▶ **Study questions**
1) Repeat the stretch of the passage on despair and suicide from "One day when" through "of my  despair.", switching "psychiatrist" to "doctor".
2) Answer these questions from the passage on despair and suicide:
(a) Where was the writer standing when sensing that Jesus was there?
(b) What did the writer see before making an appointment?
(c) How many times does the commenter who signs as robin claire say they tried to kill themselves?

I realized that the pain I felt came as a result of Elliott’s  suicide, and I would be inflicting that same kind of pain on my family.

Eventually, I remembered God.

One day when I was standing at my son’s grave weeping, I somehow knew  Jesus was there with me, his arm around my shoulder, weeping. I  realized that Elliott’s death hurt God as much, no, more, than it hurt  me.

I realized that suicide was a permanent and horrible solution to a  temporary problem. Permanent because it results in death. Horrible  because it hurts those who love us — God, spouses, children, parents,  friends …

I saw an ad for an antidepressant, screwed up my courage, swallowed  my pride, and made an appointment with a good psychiatrist. He diagnosed  me and prescribed medicine that worked wonders in lifting me out of my  despair.

I could cope. I could work. I could think. I could engage in therapy  with a good counselor. The combination of continued medication and  therapy set me on a path to normalcy.

I still struggle with depression occasionally, but never with despair.

I have hope.


7 thoughts on “Larry Taylor On Despair, Suicide, and Hope

  1. I loved this post!
    So real! I’m bipolar and I have know depression too. Depression so difficult I tried to kill myself 4 times. But God had other ideas for me. He had a plan for me which is SLOWLY un-folding before my eyes. I have come to realize that he gave me the desire to write and part of his plan is that I write – and that I write my truth for others to connect to. You are writing your truth. I can see that. It comes out loud and clear in your writing.
    much love to you my friend,
    robin claire

  2. I guess I am still new to my son’s suicide and some of this I can relate to some of it not. One thing I remember clearly was that I could not read my Bible. It was punishing and judgmental and it seemed that God was wrathful and mean to allow my son to die this way and that my life would be torturous each minute of what is left of my life. On some days I still feel like this. The difference is now that time has passed I have received signs that it is “well with my son’s soul” and if I cannot have him here with me at least I know he is with Jesus. I do not take care of myself….I want to be there where everything is good and wonderful and I can see my son again….I want to be over this loss and cannot be while I am in the flesh. My wish for death is when I am in the deepest pain of missing him. I do not eat like I should. I have extremely high triglycerides and cholesterol…with high blood pressure since my son died. Heart attacks run in my family and if I get a pain in my chest…I am almost giddy with anticipation. I just can’t believe that my heart hasn’t already given out by pure grief. I am not dealing with an imbalance of chemicals like most people who die by suicide….just an imbalance of life brought on by the death of one of my children which has left my whole life lop-sided. It will take a divine intervention for me to think differently. I am a grieving mother….not for a day…not for a month….but for a lifetime. I read every word I can on this subject to that I might understand…thank you for your post. It was written two months before my son went to heaven…March 6, 2009.

  3. robin, You have come through so much and my prayer is that God keeps you close as you navigate through your life and any challenges you may face.

▶ **Data section**
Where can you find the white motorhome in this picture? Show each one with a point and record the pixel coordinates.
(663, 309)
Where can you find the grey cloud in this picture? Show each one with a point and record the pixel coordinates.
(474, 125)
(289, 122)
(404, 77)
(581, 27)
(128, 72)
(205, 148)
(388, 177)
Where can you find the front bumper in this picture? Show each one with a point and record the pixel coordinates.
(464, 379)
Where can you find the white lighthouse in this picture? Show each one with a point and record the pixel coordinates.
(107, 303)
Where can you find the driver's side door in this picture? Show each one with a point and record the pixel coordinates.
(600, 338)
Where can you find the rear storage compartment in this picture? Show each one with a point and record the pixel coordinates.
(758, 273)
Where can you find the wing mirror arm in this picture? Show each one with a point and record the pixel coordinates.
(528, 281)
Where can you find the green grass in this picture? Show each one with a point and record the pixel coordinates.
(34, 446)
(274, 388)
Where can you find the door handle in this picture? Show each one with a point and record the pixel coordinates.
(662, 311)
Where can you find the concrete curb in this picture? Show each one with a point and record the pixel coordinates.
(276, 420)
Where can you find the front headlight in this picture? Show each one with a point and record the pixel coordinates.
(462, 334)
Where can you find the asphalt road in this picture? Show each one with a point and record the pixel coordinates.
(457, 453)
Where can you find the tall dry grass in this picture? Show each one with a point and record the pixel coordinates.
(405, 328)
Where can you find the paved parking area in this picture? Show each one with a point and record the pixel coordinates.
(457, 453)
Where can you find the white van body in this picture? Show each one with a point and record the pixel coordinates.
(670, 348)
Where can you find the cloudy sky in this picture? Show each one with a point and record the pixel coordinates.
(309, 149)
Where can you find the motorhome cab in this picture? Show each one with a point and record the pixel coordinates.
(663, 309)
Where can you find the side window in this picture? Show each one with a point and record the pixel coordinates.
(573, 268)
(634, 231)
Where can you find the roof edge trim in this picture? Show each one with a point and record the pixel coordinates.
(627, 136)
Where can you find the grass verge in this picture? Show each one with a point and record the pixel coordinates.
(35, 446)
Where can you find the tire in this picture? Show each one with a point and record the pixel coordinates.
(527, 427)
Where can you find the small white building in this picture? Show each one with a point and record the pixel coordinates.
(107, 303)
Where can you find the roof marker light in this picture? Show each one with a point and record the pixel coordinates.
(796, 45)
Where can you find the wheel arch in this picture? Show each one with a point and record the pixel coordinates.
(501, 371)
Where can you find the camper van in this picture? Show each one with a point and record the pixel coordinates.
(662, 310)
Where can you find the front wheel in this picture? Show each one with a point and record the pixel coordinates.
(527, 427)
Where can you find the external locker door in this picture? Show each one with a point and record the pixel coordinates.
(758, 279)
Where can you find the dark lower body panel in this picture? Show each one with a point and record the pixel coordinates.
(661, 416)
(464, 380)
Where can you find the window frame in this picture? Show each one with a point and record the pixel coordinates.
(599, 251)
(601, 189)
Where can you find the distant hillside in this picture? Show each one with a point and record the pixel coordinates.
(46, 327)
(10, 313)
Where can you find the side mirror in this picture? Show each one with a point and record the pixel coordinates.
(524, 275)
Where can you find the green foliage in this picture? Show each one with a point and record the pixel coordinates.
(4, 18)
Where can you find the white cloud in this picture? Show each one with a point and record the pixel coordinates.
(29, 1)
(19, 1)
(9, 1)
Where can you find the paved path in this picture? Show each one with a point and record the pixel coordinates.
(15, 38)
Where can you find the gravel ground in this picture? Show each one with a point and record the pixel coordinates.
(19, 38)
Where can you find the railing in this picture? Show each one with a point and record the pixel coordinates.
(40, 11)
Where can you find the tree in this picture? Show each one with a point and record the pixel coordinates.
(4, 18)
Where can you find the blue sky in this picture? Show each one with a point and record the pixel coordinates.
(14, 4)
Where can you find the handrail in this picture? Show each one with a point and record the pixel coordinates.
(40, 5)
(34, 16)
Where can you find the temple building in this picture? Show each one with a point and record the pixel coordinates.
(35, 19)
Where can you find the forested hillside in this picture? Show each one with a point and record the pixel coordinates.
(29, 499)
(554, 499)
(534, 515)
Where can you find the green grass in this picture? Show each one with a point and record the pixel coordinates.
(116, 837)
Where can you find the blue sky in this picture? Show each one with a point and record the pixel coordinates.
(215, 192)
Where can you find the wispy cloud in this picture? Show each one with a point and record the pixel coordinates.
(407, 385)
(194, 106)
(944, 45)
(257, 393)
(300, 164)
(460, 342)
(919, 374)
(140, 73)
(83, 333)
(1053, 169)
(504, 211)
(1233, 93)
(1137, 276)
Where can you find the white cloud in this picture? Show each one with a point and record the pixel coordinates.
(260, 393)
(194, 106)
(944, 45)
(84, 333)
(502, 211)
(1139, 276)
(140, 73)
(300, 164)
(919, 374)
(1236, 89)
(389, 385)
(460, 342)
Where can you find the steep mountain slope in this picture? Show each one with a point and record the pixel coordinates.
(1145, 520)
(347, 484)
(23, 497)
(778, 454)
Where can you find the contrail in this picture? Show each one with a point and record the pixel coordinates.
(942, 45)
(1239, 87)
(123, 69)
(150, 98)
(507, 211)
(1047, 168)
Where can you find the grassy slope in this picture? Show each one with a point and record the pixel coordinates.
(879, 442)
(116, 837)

▶ **Solution list**
1)
One day when I was standing at my son’s grave weeping, I somehow knew  Jesus was there with me, his arm around my shoulder, weeping. I  realized that Elliott’s death hurt God as much, no, more, than it hurt  me.

I realized that suicide was a permanent and horrible solution to a  temporary problem. Permanent because it results in death. Horrible  because it hurts those who love us — God, spouses, children, parents,  friends …

I saw an ad for an antidepressant, screwed up my courage, swallowed  my pride, and made an appointment with a good doctor. He diagnosed  me and prescribed medicine that worked wonders in lifting me out of my  despair.

2)
(a) At the writer's son's grave.
(b) An ad for an antidepressant.
(c) Four times.